▶ _Text provided_
The comment stuck with me because . . . well, I’m bored with stories about doubt, too. I certainly can’t write them anymore. And I’m wondering now what is beyond doubt.

Usually “beyond doubt” means that something is blindingly true. But in this case, I’m asking, “What is on the other side of doubt?” When you finally break through, what awaits? Enlightenment? Reconciliation? Rejection? Justin Bieber?

But most importantly, can you write about it? Because I like to do that sort of thing.

Let’s approach this question by batting a few metaphors around.

Mike Scott of the Waterboys famously tells us “That was the River. This is the sea.” Are the straits of doubt—quick, narrow, and jarring as they are—leading us to a vast undifferentiated space? What do we do in that space?

Winnie-the-Pooh, following on the trail of a heffalump, becomes lost in the 100-acre woods of doubt. Every time he strikes out for home, he finds himself back where he started. Is doubt an endless circuit from which only Christopher Robin can save us?

Alice stumbles doubtingly through a world of mad characters, only to wake up to normal life. Is doubt a strange dream from which we are glad to emerge?

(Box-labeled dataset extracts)
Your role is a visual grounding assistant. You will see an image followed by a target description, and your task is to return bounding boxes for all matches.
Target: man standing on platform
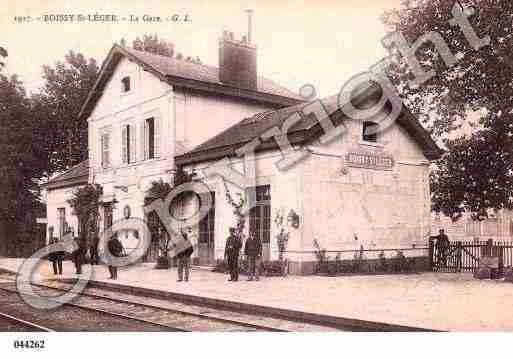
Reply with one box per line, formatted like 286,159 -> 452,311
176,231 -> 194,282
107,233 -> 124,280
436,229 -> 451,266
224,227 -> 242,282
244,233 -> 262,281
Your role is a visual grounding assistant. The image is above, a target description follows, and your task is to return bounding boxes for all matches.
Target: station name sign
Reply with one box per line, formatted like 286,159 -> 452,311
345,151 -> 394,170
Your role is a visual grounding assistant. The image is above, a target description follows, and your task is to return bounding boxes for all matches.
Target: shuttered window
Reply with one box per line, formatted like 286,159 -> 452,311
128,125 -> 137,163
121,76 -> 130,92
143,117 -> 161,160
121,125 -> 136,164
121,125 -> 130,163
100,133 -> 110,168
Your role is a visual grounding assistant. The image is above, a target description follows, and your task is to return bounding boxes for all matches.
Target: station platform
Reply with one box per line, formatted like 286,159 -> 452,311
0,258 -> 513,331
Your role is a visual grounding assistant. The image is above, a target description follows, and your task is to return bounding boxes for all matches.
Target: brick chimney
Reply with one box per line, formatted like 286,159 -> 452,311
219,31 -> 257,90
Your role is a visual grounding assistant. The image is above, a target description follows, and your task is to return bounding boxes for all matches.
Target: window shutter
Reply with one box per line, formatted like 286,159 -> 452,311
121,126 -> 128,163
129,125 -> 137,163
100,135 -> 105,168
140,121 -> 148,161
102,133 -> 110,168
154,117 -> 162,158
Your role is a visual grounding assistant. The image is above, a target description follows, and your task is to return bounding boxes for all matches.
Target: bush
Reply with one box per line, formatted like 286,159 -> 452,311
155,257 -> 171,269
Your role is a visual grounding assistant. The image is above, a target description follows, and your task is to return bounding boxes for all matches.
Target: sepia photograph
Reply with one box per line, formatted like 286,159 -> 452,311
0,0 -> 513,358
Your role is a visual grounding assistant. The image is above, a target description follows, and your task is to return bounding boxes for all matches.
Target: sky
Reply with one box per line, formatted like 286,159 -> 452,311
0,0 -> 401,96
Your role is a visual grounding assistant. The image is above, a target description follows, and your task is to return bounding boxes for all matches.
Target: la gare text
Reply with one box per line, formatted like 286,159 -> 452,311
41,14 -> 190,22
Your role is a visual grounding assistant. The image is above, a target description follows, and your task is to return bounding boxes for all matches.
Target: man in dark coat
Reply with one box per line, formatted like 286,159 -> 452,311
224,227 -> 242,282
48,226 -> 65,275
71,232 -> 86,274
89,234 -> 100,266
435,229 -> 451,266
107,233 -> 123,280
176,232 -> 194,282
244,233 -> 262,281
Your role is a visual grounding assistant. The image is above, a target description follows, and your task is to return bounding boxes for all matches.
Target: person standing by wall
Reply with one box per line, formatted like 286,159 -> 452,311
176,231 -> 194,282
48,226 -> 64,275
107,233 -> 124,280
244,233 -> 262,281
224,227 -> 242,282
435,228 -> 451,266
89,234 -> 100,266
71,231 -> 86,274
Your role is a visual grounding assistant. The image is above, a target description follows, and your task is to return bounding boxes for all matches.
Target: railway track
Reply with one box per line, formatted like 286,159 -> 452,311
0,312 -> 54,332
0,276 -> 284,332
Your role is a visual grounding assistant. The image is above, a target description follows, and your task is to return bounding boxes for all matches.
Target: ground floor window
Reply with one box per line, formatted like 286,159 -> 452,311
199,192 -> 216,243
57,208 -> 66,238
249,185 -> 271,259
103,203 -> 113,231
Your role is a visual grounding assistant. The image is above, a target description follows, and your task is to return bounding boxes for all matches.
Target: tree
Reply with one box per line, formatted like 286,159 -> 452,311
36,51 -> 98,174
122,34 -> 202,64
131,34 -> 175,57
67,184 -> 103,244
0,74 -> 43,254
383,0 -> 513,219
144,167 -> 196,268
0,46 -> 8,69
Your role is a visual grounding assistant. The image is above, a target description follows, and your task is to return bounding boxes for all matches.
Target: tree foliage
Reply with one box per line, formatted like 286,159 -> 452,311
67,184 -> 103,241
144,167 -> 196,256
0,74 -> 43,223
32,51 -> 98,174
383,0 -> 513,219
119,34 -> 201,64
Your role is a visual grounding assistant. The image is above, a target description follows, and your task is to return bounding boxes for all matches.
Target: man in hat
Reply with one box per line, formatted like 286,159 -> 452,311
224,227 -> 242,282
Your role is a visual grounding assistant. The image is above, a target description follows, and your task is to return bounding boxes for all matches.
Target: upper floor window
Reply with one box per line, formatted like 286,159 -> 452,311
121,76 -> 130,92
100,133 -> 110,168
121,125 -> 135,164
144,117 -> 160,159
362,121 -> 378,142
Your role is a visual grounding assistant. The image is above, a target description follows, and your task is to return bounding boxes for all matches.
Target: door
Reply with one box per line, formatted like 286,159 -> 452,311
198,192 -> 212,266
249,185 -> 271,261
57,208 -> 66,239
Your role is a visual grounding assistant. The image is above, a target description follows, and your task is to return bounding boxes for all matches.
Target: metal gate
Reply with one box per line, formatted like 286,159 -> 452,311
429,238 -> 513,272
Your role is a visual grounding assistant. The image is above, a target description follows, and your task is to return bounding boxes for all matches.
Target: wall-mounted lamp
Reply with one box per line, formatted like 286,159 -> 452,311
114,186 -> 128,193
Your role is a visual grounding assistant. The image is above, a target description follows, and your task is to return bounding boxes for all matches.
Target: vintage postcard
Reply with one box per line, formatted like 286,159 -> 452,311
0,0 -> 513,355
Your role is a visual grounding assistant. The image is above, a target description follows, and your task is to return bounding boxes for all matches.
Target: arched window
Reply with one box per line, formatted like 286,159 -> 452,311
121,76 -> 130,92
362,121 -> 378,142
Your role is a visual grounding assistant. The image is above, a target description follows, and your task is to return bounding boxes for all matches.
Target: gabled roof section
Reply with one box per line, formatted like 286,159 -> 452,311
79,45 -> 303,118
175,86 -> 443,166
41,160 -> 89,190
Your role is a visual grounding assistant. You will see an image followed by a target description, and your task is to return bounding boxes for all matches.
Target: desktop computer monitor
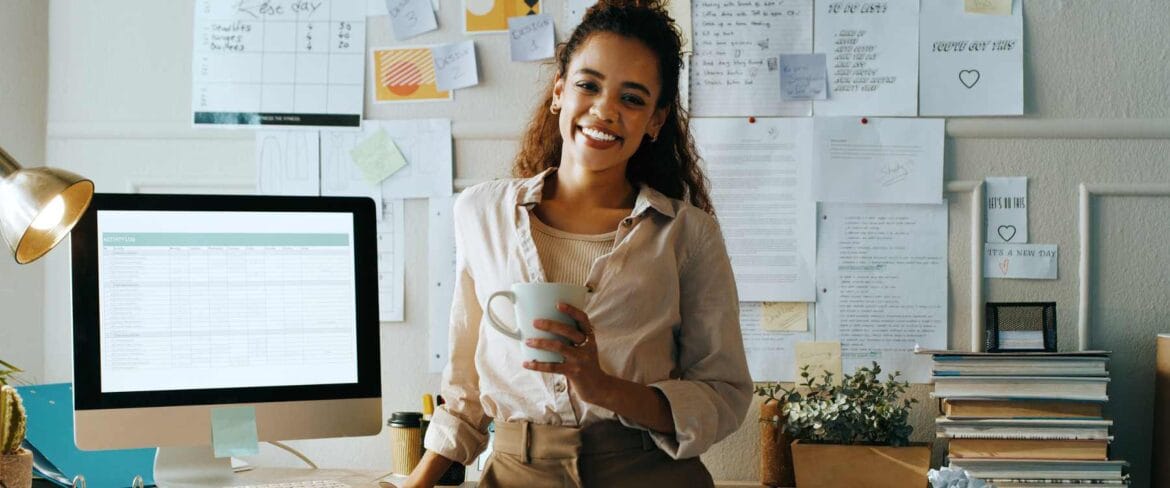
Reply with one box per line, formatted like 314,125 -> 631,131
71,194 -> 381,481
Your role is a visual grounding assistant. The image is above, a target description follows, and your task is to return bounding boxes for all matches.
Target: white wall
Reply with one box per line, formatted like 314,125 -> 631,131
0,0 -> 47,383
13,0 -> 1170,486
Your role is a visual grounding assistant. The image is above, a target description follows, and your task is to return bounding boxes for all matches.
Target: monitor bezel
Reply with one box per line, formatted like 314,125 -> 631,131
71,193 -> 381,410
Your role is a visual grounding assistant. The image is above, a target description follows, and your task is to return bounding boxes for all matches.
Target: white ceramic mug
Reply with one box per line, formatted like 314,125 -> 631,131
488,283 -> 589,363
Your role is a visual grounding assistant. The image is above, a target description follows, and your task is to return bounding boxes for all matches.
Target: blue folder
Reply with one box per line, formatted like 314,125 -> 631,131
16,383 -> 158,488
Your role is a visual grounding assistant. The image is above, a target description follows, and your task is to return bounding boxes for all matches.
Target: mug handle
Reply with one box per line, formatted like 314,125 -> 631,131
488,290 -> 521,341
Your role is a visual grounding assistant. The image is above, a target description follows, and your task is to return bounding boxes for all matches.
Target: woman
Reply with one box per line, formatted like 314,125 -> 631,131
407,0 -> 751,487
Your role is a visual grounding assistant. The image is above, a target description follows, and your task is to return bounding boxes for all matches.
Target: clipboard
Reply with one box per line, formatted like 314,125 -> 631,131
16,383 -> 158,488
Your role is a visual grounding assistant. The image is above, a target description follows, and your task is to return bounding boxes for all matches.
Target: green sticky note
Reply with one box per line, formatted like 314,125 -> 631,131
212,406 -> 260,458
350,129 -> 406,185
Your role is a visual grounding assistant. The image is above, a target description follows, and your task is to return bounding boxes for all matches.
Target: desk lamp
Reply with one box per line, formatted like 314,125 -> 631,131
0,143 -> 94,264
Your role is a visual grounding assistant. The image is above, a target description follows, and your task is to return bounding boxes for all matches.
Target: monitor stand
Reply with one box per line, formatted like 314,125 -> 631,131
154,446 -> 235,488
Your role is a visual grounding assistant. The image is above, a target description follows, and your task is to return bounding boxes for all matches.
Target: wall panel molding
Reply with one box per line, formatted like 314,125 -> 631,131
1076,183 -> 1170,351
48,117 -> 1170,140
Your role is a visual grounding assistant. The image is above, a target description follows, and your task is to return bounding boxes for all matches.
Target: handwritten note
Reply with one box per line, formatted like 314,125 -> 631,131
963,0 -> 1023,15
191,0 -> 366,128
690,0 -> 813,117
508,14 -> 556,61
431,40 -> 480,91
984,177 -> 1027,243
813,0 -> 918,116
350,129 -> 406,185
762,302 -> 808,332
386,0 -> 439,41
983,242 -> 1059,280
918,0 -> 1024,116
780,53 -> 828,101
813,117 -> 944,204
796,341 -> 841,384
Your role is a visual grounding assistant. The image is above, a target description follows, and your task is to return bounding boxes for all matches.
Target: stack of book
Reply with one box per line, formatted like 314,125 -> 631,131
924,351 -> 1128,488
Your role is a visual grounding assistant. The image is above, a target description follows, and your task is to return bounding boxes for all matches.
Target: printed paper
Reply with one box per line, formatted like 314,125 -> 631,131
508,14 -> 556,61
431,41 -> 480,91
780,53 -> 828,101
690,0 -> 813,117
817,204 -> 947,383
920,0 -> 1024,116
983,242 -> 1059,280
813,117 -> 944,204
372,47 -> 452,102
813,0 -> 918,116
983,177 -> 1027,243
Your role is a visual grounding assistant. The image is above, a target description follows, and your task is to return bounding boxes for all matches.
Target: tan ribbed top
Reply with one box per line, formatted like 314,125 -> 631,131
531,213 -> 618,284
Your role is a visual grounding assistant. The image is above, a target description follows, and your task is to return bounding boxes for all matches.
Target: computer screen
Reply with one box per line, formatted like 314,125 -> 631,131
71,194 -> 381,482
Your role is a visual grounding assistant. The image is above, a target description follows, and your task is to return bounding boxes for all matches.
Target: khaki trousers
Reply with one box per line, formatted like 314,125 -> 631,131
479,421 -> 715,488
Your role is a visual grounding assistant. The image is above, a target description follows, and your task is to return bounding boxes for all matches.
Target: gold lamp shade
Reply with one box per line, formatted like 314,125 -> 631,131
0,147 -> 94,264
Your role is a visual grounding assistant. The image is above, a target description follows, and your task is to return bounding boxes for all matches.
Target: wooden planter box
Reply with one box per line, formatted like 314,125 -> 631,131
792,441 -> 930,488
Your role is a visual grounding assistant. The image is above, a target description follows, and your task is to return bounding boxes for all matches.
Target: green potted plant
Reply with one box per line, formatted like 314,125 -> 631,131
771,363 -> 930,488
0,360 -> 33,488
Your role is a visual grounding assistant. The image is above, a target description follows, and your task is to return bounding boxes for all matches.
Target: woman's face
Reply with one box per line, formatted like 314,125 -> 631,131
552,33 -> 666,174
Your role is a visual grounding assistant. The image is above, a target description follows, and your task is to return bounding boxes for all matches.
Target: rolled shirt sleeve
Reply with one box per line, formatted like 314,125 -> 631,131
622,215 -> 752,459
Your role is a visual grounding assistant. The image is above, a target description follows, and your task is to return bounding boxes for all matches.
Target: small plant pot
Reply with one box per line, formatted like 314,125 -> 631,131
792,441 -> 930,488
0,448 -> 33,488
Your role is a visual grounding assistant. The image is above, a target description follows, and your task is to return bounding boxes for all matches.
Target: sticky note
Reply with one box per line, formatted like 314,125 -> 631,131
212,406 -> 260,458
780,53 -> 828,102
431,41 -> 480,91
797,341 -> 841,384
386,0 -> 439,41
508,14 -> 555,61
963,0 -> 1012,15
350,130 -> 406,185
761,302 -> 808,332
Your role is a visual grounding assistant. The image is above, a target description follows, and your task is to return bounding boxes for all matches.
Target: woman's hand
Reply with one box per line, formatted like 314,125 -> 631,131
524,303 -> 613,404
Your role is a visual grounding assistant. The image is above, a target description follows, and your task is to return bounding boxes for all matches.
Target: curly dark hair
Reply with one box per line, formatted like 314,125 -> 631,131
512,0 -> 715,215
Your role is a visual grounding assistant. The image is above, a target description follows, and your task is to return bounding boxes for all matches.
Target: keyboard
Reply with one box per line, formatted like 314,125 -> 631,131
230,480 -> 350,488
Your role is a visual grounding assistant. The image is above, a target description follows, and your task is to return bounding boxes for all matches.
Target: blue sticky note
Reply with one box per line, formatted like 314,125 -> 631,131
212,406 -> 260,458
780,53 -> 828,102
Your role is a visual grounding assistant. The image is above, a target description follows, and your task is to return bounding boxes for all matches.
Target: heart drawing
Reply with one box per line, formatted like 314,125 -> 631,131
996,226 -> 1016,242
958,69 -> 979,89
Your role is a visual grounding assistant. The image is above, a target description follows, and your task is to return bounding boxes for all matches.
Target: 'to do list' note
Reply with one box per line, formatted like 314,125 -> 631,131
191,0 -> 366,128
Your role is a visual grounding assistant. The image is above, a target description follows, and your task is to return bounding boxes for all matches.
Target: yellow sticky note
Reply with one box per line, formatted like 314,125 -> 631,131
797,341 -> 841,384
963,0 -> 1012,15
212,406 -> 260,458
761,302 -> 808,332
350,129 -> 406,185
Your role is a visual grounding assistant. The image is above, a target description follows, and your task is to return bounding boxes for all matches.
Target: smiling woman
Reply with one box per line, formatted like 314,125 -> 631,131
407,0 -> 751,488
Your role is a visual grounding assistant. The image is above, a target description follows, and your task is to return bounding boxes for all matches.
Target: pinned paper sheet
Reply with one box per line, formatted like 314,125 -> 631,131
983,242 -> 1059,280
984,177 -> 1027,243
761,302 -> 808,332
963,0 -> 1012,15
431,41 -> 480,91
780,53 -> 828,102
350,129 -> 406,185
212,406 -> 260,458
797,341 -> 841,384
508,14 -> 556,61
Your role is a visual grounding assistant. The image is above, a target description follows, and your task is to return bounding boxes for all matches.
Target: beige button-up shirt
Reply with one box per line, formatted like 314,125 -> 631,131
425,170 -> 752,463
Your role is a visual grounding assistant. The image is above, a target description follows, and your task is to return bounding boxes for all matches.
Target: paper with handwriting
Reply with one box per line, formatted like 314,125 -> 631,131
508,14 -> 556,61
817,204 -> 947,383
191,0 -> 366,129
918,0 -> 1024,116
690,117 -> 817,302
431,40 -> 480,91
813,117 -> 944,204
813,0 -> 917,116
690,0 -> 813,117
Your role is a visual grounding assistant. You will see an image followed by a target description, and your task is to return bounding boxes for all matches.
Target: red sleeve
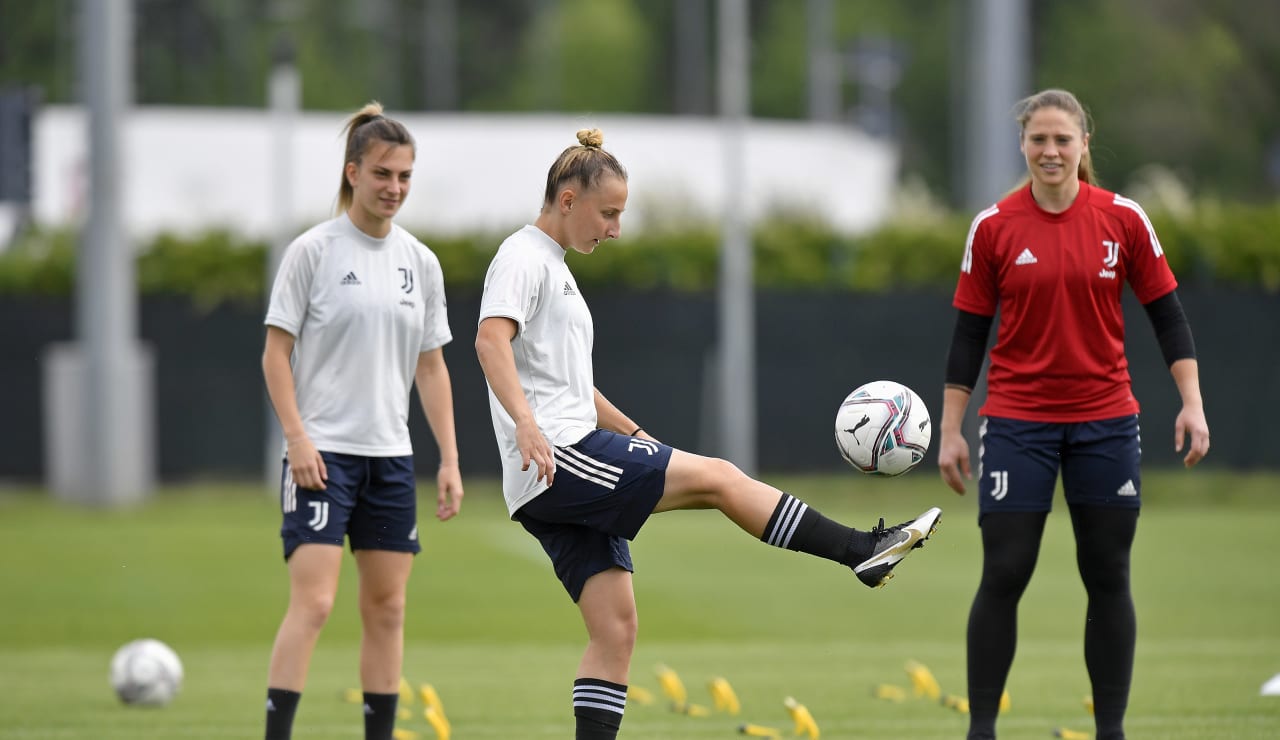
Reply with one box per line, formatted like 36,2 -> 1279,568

▶ _Problems to solve_
1. Decide whether each statement agrees with the essay on doubt, answering yes or no and quoting the deciding words: (a) Winnie-the-Pooh is following the trail of a heffalump. (b) The writer can still write stories about doubt. (c) Alice wakes up to normal life.
2. Rename "visual grounding assistant" to "box-labeling assistant" in the records from their first line through the line containing "345,151 -> 394,170", and write that part out again with everything else unchanged. Leave the pictures out.

▶ _Answers for the tasks_
1.
(a) Yes: "Winnie-the-Pooh, following on the trail of a heffalump, becomes lost in the 100-acre woods of doubt."
(b) No: "I certainly can’t write them anymore."
(c) Yes: "only to wake up to normal life."

2.
Your role is a box-labeling assistant. You will see an image followed by a target description, and your task is to return bounding boxes for all matches.
Target: man standing on platform
Reply with one box per line, formatted like 286,159 -> 452,311
176,231 -> 194,282
107,233 -> 124,280
436,229 -> 451,266
224,227 -> 242,282
244,233 -> 262,281
Your role is a box-labeling assistant. The image is above, a target description follows, and your task is to return bounding boxes for all matches.
Target: station name sign
Reply with one box per line, formatted like 286,159 -> 452,311
345,151 -> 394,170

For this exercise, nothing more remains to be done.